## Task directions
Only the pictures stay out; every record is to be quoted exactly.

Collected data

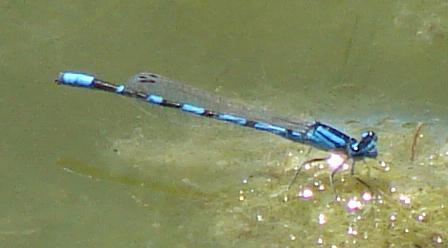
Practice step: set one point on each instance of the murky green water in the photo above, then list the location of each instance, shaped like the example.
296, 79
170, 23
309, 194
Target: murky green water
87, 169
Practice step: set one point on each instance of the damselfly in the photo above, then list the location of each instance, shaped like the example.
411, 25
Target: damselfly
162, 91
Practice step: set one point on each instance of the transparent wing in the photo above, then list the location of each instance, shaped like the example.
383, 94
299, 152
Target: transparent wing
172, 90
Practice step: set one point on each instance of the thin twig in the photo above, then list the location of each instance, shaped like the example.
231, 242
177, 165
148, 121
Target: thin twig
414, 141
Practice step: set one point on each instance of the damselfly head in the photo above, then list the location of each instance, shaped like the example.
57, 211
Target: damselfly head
366, 147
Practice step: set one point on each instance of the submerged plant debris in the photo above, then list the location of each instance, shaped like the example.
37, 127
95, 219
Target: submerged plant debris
398, 200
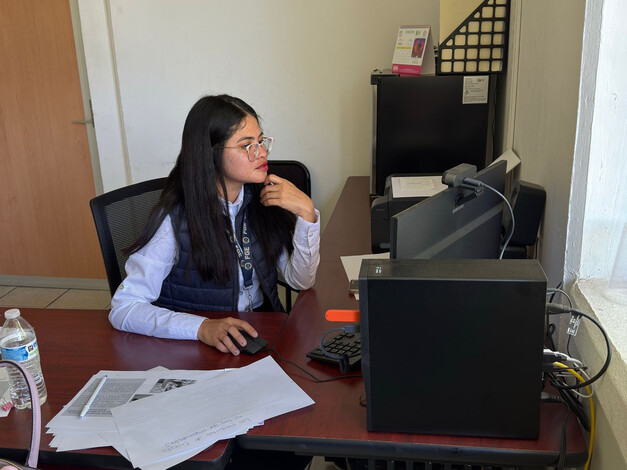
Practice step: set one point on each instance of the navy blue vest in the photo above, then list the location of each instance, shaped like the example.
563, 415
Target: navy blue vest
184, 290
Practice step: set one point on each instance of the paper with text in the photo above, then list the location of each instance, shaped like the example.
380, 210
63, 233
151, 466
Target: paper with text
194, 417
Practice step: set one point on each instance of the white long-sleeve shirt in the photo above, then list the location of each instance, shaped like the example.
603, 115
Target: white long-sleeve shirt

## Answer below
Practice step: set one point on each instance of the murky green water in the photo above, then list the location of each instance, shaped like the example.
296, 79
170, 23
309, 194
Target: murky green water
87, 169
Practice step: set one point on each instance of the damselfly in the photo above, then list the location of each instance, shaped like the example.
411, 25
Target: damselfly
162, 91
Practice step: set one point on each instance of the transparent wing in the photo above, then list the location of each instance, shaped like the example.
383, 94
299, 152
Target: transparent wing
172, 90
Practice step: set one point on each instance of the thin twig in the photo above, then list the location of each instance, shaped like the example.
231, 242
177, 165
148, 121
Target: thin twig
414, 141
Practice step: set one point on each instance of the damselfly head in the photo above, then list the location of each instance, shaped like the example.
57, 211
Target: damselfly head
366, 147
Practice step: set one point on each instance of the submerged plant debris in the photo above, then list the location of each instance, shaped like the example.
37, 127
95, 219
Target: submerged plant debris
398, 200
Practice step: set one point on each instance of the navy blue vest in the photo above, then list the location of each instance, shaped like the example.
563, 415
Target: navy blue vest
184, 290
Practice step: set one point on each instance of the paper with text in the photo above, then list the location of each instance, shaped like the example.
380, 210
63, 233
151, 466
Target: paper with text
194, 417
Practice step: set one point on each instance of the white long-sleeve shirt in the photo above, then list the location of each instance, shaped like the example.
603, 115
Target: white long-sleeve shirt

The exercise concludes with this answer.